Extract every line in the data below that contains the string "shirt".

→ **Stored dataset items**:

+ + + +

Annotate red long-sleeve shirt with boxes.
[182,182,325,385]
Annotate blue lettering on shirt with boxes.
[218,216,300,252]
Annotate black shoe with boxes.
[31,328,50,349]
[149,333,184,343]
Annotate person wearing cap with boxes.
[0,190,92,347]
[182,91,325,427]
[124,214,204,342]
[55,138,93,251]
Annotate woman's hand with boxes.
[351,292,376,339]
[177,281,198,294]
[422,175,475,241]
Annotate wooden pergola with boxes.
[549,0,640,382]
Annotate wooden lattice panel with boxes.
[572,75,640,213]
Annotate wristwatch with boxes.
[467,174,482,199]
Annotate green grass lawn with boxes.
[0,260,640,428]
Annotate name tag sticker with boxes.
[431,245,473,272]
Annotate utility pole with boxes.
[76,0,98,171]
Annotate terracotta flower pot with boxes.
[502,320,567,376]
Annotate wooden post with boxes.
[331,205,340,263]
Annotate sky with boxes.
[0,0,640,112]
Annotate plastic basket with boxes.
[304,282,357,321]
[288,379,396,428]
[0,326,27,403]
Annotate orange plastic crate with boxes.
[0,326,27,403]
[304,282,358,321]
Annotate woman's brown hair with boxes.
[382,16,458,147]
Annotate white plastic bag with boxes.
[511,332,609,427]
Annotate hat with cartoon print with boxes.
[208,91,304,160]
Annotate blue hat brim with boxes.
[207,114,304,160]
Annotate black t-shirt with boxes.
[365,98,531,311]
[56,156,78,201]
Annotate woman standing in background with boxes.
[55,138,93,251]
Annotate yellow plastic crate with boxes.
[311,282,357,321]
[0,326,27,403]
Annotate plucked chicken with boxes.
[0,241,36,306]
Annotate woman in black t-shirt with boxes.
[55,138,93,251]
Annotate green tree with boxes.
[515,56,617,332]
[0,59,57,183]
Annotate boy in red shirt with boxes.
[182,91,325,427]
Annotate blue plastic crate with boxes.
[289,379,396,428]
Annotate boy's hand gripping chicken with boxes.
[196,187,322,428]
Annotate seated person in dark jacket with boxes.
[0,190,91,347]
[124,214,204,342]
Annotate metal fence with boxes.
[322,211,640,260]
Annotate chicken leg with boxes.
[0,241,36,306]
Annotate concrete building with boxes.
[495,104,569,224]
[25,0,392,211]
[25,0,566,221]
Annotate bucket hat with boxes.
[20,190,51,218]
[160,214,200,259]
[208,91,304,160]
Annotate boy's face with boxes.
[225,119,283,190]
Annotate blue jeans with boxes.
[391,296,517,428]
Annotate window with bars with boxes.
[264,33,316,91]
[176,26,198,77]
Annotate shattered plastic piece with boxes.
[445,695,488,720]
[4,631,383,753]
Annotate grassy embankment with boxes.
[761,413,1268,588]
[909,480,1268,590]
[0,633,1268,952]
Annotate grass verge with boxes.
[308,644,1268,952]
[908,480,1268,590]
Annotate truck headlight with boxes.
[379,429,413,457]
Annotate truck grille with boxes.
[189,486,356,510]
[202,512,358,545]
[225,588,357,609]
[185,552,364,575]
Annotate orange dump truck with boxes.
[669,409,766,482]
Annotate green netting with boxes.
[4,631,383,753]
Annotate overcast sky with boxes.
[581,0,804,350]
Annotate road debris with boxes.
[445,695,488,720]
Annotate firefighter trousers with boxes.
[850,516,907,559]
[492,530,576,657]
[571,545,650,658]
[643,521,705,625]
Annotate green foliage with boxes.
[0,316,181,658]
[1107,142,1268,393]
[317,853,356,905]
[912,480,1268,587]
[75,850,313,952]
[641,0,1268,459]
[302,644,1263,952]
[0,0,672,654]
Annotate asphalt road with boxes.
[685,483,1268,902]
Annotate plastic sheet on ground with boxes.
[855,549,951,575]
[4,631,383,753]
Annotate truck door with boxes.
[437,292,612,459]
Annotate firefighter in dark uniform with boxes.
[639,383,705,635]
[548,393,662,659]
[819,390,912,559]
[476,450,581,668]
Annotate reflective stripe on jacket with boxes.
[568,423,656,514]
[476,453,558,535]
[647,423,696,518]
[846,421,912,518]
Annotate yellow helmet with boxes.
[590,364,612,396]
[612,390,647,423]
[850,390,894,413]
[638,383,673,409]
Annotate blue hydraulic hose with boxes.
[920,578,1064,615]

+ + + +

→ **THE RESPONSE**:
Annotate red long-sleeve shirt with boxes.
Annotate blue lettering on shirt with boxes.
Annotate black t-shirt with boxes.
Annotate woman in black t-shirt with boxes.
Annotate boy in red shirt with boxes.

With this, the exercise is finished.